◆ **Data supplied**:
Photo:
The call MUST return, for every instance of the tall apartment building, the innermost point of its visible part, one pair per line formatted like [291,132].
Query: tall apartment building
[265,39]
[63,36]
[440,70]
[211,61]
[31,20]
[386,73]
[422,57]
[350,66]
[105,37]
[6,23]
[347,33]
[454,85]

◆ **Set exercise**: Reproduce every line of the material above without changing a single character.

◆ **Response below**:
Photo:
The call MUST return, for every instance of the tall apartment building, the innermost point of its visible part, one pair per line formatted like [291,132].
Query: tall apartment building
[265,39]
[63,36]
[440,70]
[211,61]
[31,20]
[386,73]
[422,57]
[350,66]
[105,37]
[6,23]
[347,33]
[454,85]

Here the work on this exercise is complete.